§ Directions for this task:
The answer must be an exact copy of the lines from the top of the listing below through the line with "box: [144, 400, 201, 439]", with no pictures.

====== The data

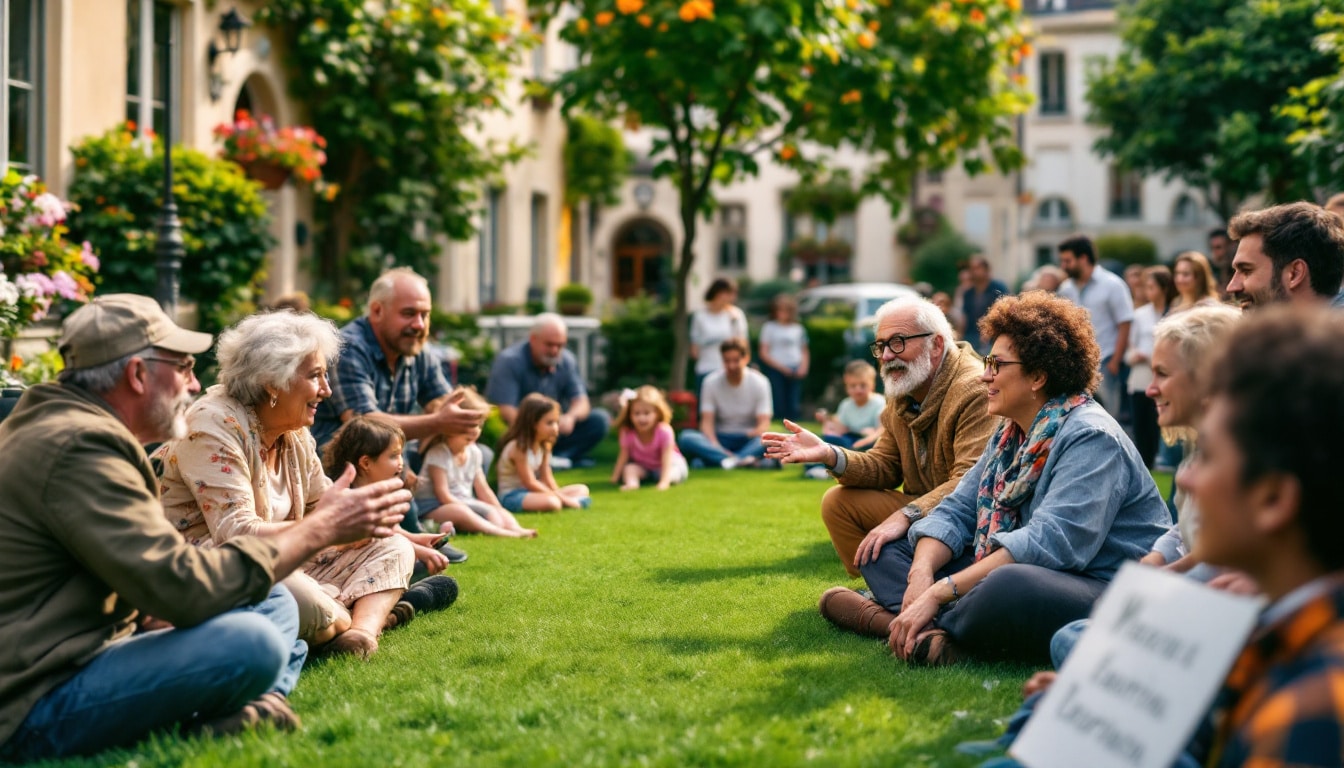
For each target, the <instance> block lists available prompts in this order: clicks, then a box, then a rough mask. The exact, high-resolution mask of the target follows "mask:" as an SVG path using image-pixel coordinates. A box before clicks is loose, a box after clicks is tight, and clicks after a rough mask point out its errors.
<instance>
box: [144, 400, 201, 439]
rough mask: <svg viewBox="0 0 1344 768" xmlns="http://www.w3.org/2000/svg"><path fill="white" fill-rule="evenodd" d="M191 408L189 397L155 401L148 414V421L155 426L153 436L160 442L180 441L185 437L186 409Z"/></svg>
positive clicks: (185, 435)
mask: <svg viewBox="0 0 1344 768" xmlns="http://www.w3.org/2000/svg"><path fill="white" fill-rule="evenodd" d="M188 408H191V395H190V394H184V395H181V397H180V398H167V397H165V398H163V399H159V401H155V408H153V410H152V412H151V414H149V421H151V424H153V426H155V434H159V436H160V440H164V441H167V440H181V438H183V437H187V409H188Z"/></svg>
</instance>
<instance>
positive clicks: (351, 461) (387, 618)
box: [323, 416, 457, 629]
mask: <svg viewBox="0 0 1344 768" xmlns="http://www.w3.org/2000/svg"><path fill="white" fill-rule="evenodd" d="M405 445H406V434H405V433H402V430H401V428H399V426H396V425H395V424H390V422H387V421H380V420H378V418H370V417H367V416H356V417H355V418H352V420H349V421H347V422H345V424H344V425H343V426H341V428H340V430H339V432H336V434H335V436H333V437H332V441H331V444H328V445H327V452H325V453H324V455H323V468H324V469H325V471H327V476H328V477H339V476H340V473H341V472H344V471H345V465H347V464H353V465H355V480H353V482H352V483H351V487H352V488H358V487H360V486H367V484H370V483H378V482H380V480H390V479H392V477H401V476H402V472H403V469H405V465H403V460H402V449H403V448H405ZM396 533H398V534H401V535H403V537H406V538H407V539H410V542H411V549H414V550H415V560H417V561H419V562H421V565H423V566H425V569H426V570H427V572H429V573H431V574H439V573H442V570H444V569H445V568H448V557H445V555H444V553H441V551H439V550H437V549H434V547H437V546H439V545H442V543H445V542H446V541H448V534H452V533H453V526H452V525H448V526H446V529H442V530H439V533H437V534H423V533H422V534H413V533H410V531H407V530H405V529H396ZM349 546H352V547H359V546H363V542H360V543H353V545H349ZM456 600H457V580H454V578H453V577H450V576H430V577H429V578H425V580H422V581H419V582H417V584H414V585H413V586H411V588H410V589H407V590H406V592H403V593H402V597H401V600H399V601H398V603H396V607H395V608H392V612H391V613H390V615H388V616H387V621H386V623H384V625H383V628H384V629H390V628H392V627H398V625H401V624H406V623H407V621H410V620H411V619H414V617H415V615H417V613H423V612H426V611H442V609H444V608H448V607H449V605H452V604H453V601H456Z"/></svg>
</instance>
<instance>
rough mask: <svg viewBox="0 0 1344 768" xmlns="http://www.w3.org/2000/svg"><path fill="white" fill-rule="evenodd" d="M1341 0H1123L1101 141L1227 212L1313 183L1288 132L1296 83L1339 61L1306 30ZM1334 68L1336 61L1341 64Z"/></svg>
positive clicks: (1141, 167)
mask: <svg viewBox="0 0 1344 768" xmlns="http://www.w3.org/2000/svg"><path fill="white" fill-rule="evenodd" d="M1327 8H1331V9H1341V8H1344V0H1137V1H1134V3H1132V4H1128V3H1126V4H1121V11H1120V13H1121V39H1122V50H1121V54H1120V56H1118V58H1117V59H1116V61H1114V62H1113V63H1111V65H1109V66H1107V67H1106V69H1103V70H1102V73H1101V74H1099V75H1098V77H1097V79H1095V81H1093V83H1091V85H1090V87H1089V91H1087V100H1089V102H1090V104H1091V113H1090V116H1089V118H1090V120H1091V121H1094V122H1098V124H1101V125H1105V126H1106V128H1107V129H1109V133H1107V135H1106V136H1103V137H1102V139H1101V140H1098V141H1097V149H1098V151H1099V152H1102V153H1103V155H1107V156H1111V157H1114V159H1116V160H1117V161H1118V163H1120V164H1121V165H1124V167H1126V168H1132V169H1134V171H1142V172H1160V174H1164V175H1165V176H1167V178H1168V179H1181V180H1183V182H1185V183H1187V184H1189V186H1191V187H1193V188H1196V190H1200V191H1203V194H1204V196H1206V199H1207V200H1208V203H1210V206H1211V207H1212V208H1214V210H1215V211H1218V214H1219V215H1220V217H1223V218H1224V219H1227V218H1231V215H1232V214H1234V213H1236V210H1238V208H1239V207H1241V204H1242V202H1243V200H1246V199H1247V198H1250V196H1253V195H1258V194H1265V195H1267V196H1269V199H1270V200H1290V199H1298V198H1302V196H1308V195H1309V192H1310V180H1312V167H1310V163H1309V161H1306V160H1305V159H1304V157H1301V156H1297V155H1294V152H1293V148H1292V145H1290V144H1289V141H1288V137H1289V135H1290V133H1292V132H1293V129H1294V125H1293V121H1292V120H1290V118H1288V117H1285V116H1284V114H1281V112H1279V108H1281V106H1282V105H1285V104H1286V102H1288V93H1289V90H1290V89H1292V87H1294V86H1301V85H1304V83H1306V82H1308V81H1310V79H1312V78H1316V77H1322V75H1325V74H1328V73H1329V71H1331V65H1332V59H1331V56H1329V55H1328V54H1325V52H1322V51H1320V50H1317V48H1314V47H1312V46H1310V44H1309V42H1308V39H1306V36H1305V34H1306V31H1309V30H1310V28H1312V19H1313V17H1314V16H1316V13H1317V12H1320V11H1322V9H1327ZM1335 63H1336V66H1337V61H1336V62H1335Z"/></svg>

============

§ Response for this exercise:
For each target, the <instance> block lists available prompts in this order: clicks, then a box, then a rough mask. The exact, high-resolution mask of the target follows "mask:" as an SVG path using image-pixel coordinates. A box before clicks is loose, a box after clicks is tight, and clicks after a rough mask point out its errors.
<instance>
box: [144, 400, 201, 439]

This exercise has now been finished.